# start of Records shown
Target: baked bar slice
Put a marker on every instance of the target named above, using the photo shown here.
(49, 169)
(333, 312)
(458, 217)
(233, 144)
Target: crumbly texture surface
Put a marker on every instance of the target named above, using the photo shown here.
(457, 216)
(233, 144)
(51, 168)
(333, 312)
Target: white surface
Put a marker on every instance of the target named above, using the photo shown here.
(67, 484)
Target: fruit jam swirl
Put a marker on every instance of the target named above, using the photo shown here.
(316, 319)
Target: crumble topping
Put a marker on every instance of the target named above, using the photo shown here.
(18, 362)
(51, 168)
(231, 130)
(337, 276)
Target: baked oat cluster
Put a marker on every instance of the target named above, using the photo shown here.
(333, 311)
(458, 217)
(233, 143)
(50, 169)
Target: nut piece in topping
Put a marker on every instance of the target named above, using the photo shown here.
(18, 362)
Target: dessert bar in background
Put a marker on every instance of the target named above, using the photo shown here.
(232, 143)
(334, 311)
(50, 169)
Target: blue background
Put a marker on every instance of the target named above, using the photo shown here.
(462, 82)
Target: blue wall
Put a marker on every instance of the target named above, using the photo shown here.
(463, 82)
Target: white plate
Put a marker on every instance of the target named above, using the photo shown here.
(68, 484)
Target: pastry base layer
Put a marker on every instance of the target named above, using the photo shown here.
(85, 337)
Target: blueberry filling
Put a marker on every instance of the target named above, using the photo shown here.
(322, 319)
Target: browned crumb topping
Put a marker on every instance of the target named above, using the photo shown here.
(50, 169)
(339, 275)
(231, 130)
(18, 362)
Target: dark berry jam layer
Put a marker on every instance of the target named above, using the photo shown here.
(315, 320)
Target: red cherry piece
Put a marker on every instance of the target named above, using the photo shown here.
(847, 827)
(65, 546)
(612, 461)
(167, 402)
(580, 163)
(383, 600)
# end of Records shown
__Your goal__: Please recast every line of the data above as a JSON list of strings, one string per line, with blank lines left out.

__Answer to the problem__:
[
  "Target: baked bar slice",
  "Put a marker on every instance of the target named above, using the photo shown here.",
  "(49, 169)",
  "(333, 312)",
  "(458, 217)",
  "(233, 144)",
  "Target: crumbly texture surface",
  "Put a marker on every instance of the target named above, using the photo shown here.",
  "(457, 216)",
  "(233, 144)",
  "(51, 168)",
  "(333, 312)",
  "Target: white surface",
  "Put a marker on every instance of the target named above, using the photo shown here.",
  "(67, 484)",
  "Target: fruit jam swirl",
  "Put a marker on every instance of the target named above, using the photo shown here.",
  "(316, 319)",
  "Target: crumble topping",
  "Put a marker on every instance of the target named above, using the photo shown here.",
  "(18, 362)",
  "(51, 168)",
  "(231, 130)",
  "(337, 276)",
  "Target: baked oat cluster",
  "Put a marker on every instance of the target named above, using the photo shown here.",
  "(333, 311)",
  "(458, 217)",
  "(233, 143)",
  "(50, 169)",
  "Target: nut piece in topping",
  "Put a marker on every instance of the target named above, using the photo shown here.",
  "(18, 362)",
  "Target: dessert bar in background",
  "Put a marker on every instance of the target named above, using the photo shown here.",
  "(232, 143)",
  "(334, 311)",
  "(50, 169)",
  "Target: blue background",
  "Put a marker on every instance of the target named above, using the photo shown here.",
  "(462, 82)",
  "Target: blue wall",
  "Put a marker on every instance of the target named above, using the photo shown here.",
  "(463, 82)",
  "Target: white plate",
  "Put a marker on every instance of the target named above, using the photo shown here.",
  "(68, 484)",
  "Target: pastry base layer",
  "Put a marker on every instance of the target named above, using the photo shown here.",
  "(85, 337)",
  "Target: blueberry filling",
  "Put a marker on every instance of the target named above, using the photo shown here.",
  "(322, 319)",
  "Target: browned crumb topping",
  "Put a marker on every instance of the target named above, using the photo shown here.",
  "(50, 169)",
  "(339, 275)",
  "(231, 130)",
  "(18, 362)",
  "Target: dark berry jam layer",
  "Put a marker on every instance of the target named above, using the photo shown here.",
  "(315, 320)",
  "Target: red cherry piece",
  "Put a marker on every instance of the target named above, using the photo shown here.",
  "(847, 827)",
  "(65, 546)",
  "(612, 461)",
  "(167, 402)",
  "(580, 163)",
  "(383, 600)"
]